* [Document section]:
********************

Firstly, the necessary packages are installed, BeautifulSoup and Requests, using the pip package manager. 

The below codes scrape news headlines and articles from four websites of (https://www.bbc.com) and organize the extracted data into a pandas dataframe. 

The text from each headline and article is extracted using the BeautifulSoup library and stored as tuples in a list. The list is then used to create a pandas dataframe. 

The headline and body of each article are combined into a single text and stored in a new column in the dataframe called 'Text'. 

The original 'Headline' and 'Body' columns are dropped and a new column called 'Language' is added to the dataframe, with the value as either igbo, yoruba, hausa, or pidgin, for every row.

The four dataframes are concatenated into the four major languages in Nigeria and the rows are shuffled.

The shuffled data frame is split in the ratio of 70 to 30 for train and test data, after which the test label is dropped from the test data. Both train and test data are saved as csv files which are kept in the 'nigerian_4lang.zip' folder.

In [None]:
!pip -q install beautifulsoup4
!pip -q install requests

In [None]:
import requests
from bs4 import BeautifulSoup
import pandas as pd
from sklearn.model_selection import train_test_split
import zipfile


Scraping the **Igbo** Language Text

In [None]:
# list of URLs to scrape
urls_igbo = ['https://www.bbc.com/igbo', 'https://www.bbc.com/igbo/news', 'https://www.bbc.com/igbo/sport']

# list to store the extracted text
data_igbo = []

# create a BeautifulSoup object
igbo_data = BeautifulSoup(requests.get(urls_igbo[0]).content, 'html.parser')

********************

* [The request]: Copy the BBC news scraping notes starting at "The headline and" and ending at "for every row.", changing "dataframe" to "table" throughout.

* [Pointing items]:
********************

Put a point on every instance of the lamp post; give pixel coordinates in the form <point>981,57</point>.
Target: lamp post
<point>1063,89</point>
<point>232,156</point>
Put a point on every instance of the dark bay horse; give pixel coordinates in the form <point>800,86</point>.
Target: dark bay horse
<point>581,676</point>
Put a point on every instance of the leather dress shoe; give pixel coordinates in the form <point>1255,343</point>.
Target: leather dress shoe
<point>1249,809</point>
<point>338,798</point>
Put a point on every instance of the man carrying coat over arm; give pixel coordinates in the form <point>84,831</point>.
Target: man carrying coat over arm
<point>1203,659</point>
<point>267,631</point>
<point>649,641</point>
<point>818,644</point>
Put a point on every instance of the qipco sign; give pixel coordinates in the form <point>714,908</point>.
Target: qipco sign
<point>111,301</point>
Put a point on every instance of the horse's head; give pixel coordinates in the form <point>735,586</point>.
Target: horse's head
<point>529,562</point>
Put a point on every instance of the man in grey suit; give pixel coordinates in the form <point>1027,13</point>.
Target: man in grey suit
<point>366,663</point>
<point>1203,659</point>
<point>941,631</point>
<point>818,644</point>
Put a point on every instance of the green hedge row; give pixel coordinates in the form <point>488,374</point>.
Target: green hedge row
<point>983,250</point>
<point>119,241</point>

********************

* [Right answer]:
The headline and body of each article are combined into a single text and stored in a new column in the table called 'Text'. 

The original 'Headline' and 'Body' columns are dropped and a new column called 'Language' is added to the table, with the value as either igbo, yoruba, hausa, or pidgin, for every row.